>> begin EXERCISE DATA
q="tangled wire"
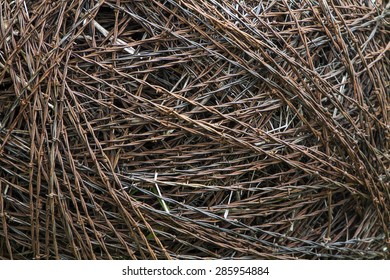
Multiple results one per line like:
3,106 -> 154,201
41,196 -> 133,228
0,0 -> 390,259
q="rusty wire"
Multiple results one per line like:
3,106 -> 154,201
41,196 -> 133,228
0,0 -> 390,259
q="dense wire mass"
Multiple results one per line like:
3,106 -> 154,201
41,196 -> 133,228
0,0 -> 390,259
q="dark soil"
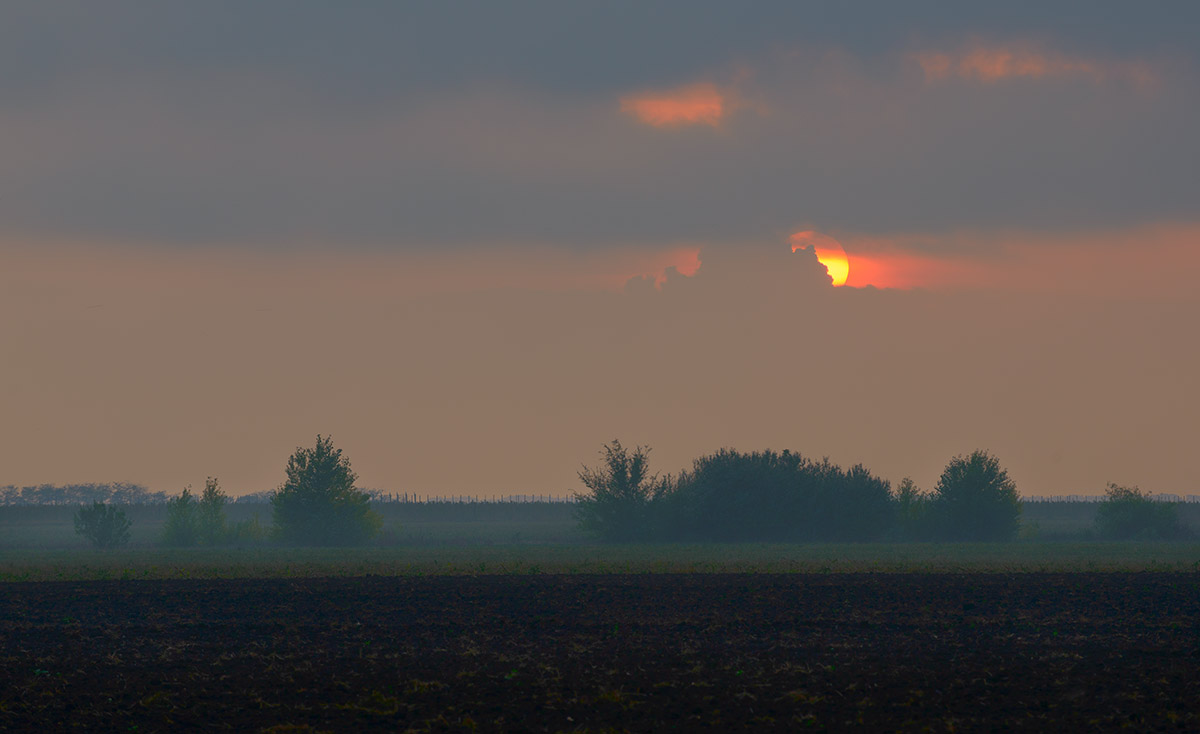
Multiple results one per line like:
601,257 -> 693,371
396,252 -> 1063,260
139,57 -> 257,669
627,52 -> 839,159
0,573 -> 1200,733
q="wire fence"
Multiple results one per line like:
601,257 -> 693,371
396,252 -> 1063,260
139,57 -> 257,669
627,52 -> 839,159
1021,493 -> 1200,504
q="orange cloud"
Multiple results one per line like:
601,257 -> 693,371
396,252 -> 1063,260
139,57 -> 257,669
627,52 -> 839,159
841,223 -> 1200,299
912,42 -> 1154,86
620,82 -> 731,127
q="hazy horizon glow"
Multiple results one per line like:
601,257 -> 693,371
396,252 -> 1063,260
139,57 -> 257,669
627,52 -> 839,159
>> end EXERCISE DATA
» **SET PROBLEM**
Swap "wire" for "cable" in the listing from its start up to and including the line with "1021,493 -> 1200,504", keeping every other character the same. Omit the pictures from your copy.

» **EXERCISE OUTPUT**
q="tangled cable"
Multiple results one per line like:
3,106 -> 154,201
41,196 -> 133,228
0,0 -> 390,259
q="rusty cable"
Multiple results one per line like:
3,106 -> 154,201
41,196 -> 133,228
0,0 -> 390,259
q="dense cable mass"
Multiple results one per line like:
3,106 -> 154,201
41,196 -> 133,228
0,0 -> 390,259
q="dark soil"
Multiple results one per line like:
601,257 -> 693,371
396,252 -> 1063,260
139,57 -> 257,669
627,52 -> 839,159
0,573 -> 1200,733
q="cable fence"
Multiple results one per line like:
601,257 -> 693,371
396,252 -> 1063,260
139,57 -> 257,669
627,52 -> 839,159
1021,493 -> 1200,504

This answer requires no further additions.